— Begin Provided text —

On page 25 at Lines 26-28 through page 26 Lines 1-2, SoCalGas states, “The components of SoCalGas’ rate base by plant category was calculated by the Plant Accounting department as follows: intangible plant in service of $0.329 million was recorded in FERC accounts 301 and 302; underground storage plant was recorded in FERC accounts 350 through 363 and totaled $139 million; transmission plant was recorded in FERC accounts 365 through 371 and totaled $325 million distribution plant was recorded in FERC accounts 374 through 387 and totaled $1,868 million; general plant was recorded in FERC accounts 389 through 399 and totaled $144 million.” Table 4 on page 27 shows the corresponding net plant by functional category.

a) Please verify whether FERC Accounts 359 through 363 were included in the $139 million total. Table 4 does not seem to show them.

b) Please verify whether FERC Account 372 is included in any of the plant categories.

c) Please verify whether FERC Account 388 is included in either the $1,868 million total or in the $144 million total.

— End Provided text —
— Begin Data rows —

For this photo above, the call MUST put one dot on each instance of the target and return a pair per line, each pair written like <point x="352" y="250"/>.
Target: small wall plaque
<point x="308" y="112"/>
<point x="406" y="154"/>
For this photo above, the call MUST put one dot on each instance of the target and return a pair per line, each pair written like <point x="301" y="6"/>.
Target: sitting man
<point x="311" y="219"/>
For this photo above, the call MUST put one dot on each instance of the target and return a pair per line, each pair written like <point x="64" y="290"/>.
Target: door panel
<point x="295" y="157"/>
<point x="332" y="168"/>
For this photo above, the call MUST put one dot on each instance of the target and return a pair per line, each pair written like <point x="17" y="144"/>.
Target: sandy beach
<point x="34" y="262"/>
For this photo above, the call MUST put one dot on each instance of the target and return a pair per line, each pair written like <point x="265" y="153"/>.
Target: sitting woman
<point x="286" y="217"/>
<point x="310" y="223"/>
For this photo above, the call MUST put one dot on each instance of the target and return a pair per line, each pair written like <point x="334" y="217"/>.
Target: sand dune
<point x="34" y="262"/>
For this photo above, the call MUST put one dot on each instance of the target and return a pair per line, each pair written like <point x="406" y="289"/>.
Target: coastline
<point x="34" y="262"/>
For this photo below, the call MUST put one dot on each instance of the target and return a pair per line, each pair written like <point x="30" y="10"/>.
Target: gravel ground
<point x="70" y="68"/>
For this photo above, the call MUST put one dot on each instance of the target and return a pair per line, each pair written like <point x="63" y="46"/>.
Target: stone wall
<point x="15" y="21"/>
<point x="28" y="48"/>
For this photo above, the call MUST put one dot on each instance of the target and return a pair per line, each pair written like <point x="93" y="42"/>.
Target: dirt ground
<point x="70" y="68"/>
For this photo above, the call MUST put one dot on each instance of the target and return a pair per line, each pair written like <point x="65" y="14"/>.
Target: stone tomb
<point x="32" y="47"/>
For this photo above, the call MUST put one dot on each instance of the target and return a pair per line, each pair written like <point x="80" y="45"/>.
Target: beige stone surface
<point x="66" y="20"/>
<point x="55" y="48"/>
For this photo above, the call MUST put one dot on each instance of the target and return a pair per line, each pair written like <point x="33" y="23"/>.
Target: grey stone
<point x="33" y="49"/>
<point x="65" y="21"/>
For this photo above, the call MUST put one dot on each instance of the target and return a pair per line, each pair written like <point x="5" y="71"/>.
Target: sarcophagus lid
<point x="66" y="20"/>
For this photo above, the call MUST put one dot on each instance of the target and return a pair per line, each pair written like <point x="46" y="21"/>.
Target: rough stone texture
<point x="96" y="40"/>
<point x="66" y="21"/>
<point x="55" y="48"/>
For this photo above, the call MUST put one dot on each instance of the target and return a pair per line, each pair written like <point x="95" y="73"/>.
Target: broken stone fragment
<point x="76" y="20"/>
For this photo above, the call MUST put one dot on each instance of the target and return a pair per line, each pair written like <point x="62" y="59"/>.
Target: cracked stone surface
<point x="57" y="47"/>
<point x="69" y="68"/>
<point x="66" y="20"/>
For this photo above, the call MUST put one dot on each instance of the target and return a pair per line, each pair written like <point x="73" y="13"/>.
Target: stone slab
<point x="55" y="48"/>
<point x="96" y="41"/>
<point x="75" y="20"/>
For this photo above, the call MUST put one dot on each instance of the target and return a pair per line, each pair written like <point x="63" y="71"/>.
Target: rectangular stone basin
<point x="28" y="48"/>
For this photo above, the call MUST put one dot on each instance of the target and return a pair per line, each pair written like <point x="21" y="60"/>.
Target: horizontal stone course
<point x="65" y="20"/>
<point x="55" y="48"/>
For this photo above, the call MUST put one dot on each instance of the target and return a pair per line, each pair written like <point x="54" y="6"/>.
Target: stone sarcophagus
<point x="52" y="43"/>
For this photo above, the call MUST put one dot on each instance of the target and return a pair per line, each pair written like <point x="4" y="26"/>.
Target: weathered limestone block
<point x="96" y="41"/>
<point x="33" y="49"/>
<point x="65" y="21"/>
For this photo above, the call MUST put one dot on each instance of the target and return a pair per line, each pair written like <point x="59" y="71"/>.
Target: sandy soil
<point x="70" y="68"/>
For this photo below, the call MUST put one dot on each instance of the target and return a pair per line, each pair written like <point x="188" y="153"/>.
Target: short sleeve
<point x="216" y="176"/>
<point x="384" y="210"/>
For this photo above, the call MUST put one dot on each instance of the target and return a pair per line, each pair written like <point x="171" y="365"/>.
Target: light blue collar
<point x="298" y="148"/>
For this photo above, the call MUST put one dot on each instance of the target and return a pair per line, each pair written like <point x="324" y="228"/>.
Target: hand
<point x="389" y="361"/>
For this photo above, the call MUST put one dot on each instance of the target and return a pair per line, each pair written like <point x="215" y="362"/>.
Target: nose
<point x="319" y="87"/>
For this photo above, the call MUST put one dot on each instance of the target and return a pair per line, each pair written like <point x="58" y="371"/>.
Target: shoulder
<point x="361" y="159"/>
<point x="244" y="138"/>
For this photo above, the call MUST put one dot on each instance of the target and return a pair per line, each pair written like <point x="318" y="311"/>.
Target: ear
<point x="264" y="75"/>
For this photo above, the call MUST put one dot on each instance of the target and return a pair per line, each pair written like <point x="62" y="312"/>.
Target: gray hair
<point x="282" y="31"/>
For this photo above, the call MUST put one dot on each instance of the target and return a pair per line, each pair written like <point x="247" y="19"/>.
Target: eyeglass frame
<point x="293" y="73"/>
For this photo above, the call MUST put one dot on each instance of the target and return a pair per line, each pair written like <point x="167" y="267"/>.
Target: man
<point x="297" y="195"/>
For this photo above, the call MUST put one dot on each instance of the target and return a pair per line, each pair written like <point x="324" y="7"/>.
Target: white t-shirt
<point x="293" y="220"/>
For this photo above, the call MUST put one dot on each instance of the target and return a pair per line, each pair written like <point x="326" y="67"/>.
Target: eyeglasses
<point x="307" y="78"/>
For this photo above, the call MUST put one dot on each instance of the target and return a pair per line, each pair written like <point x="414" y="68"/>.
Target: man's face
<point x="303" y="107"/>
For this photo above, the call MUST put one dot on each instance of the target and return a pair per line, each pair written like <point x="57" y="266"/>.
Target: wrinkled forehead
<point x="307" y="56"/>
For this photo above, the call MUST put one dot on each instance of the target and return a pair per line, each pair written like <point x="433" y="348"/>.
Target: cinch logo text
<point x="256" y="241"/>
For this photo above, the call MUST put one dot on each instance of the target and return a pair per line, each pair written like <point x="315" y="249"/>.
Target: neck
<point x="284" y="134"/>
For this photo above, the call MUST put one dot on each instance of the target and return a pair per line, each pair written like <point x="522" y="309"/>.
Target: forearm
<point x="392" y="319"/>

— End Data rows —
— Begin Data rows —

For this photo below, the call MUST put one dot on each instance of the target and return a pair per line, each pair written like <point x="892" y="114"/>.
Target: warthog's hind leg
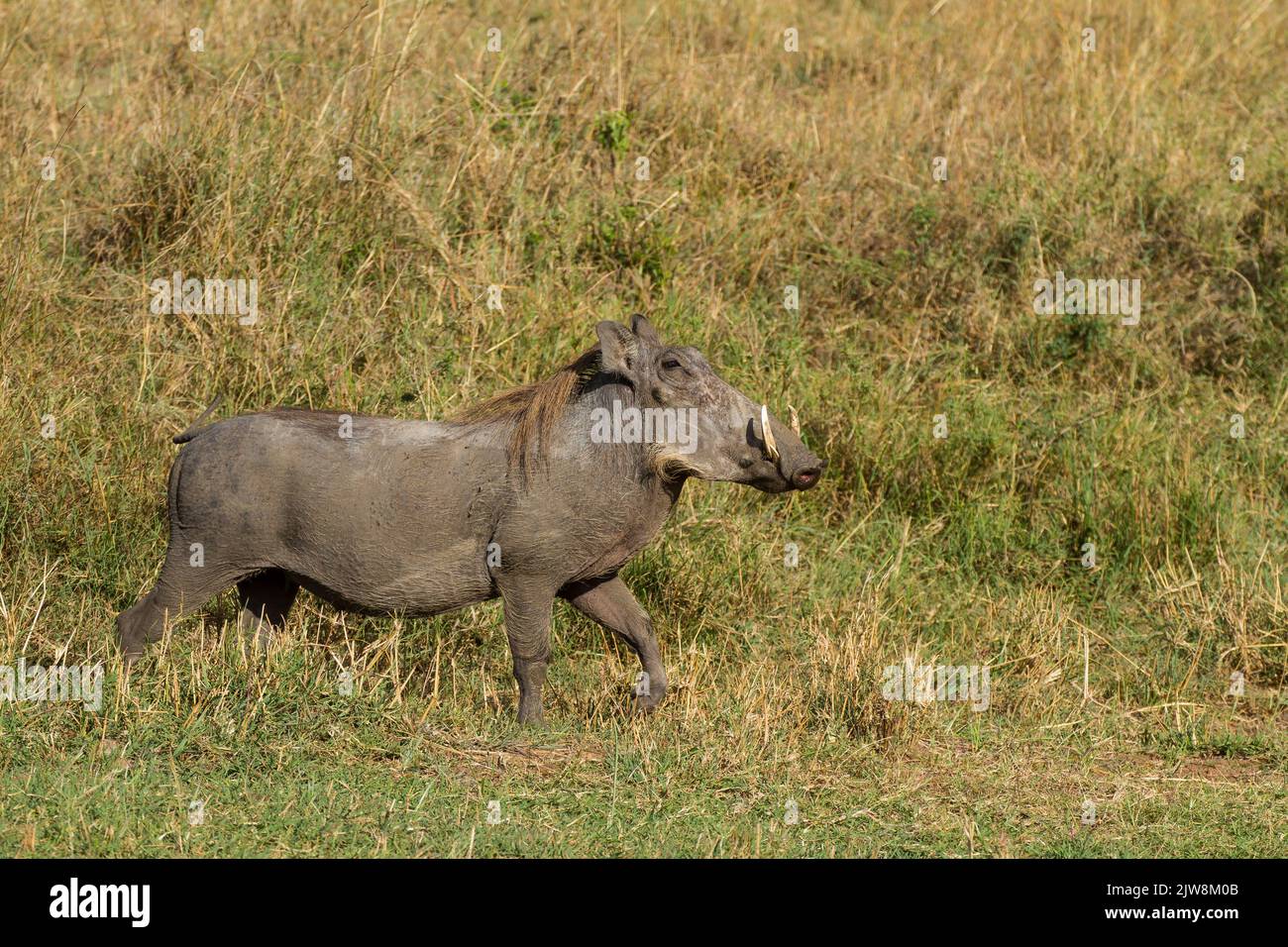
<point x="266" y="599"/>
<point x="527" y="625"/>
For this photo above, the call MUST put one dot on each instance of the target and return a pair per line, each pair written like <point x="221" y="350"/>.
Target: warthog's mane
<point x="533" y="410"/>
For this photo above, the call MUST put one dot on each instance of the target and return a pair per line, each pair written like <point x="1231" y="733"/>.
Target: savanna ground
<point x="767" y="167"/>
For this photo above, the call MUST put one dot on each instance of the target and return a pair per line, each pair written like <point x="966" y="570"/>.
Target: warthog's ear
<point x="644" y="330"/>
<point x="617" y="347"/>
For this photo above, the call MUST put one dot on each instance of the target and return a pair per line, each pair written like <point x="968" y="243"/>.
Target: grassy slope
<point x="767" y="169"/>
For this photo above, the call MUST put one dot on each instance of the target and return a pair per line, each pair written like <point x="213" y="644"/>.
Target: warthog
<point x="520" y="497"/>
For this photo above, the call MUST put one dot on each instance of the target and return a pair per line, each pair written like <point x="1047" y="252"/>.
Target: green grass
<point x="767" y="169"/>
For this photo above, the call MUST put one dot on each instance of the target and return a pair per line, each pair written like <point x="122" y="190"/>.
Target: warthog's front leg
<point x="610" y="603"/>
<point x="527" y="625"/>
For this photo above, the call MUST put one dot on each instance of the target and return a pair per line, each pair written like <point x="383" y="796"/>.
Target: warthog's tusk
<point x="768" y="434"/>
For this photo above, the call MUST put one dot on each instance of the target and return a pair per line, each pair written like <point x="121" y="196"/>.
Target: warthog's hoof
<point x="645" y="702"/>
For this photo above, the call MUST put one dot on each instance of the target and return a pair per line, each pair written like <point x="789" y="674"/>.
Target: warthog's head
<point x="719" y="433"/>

— End Data rows —

Copy the SoCalGas rate base text above word for word, from "a) Please verify" up to and including "the $144 million total.".

a) Please verify whether FERC Accounts 359 through 363 were included in the $139 million total. Table 4 does not seem to show them.

b) Please verify whether FERC Account 372 is included in any of the plant categories.

c) Please verify whether FERC Account 388 is included in either the $1,868 million total or in the $144 million total.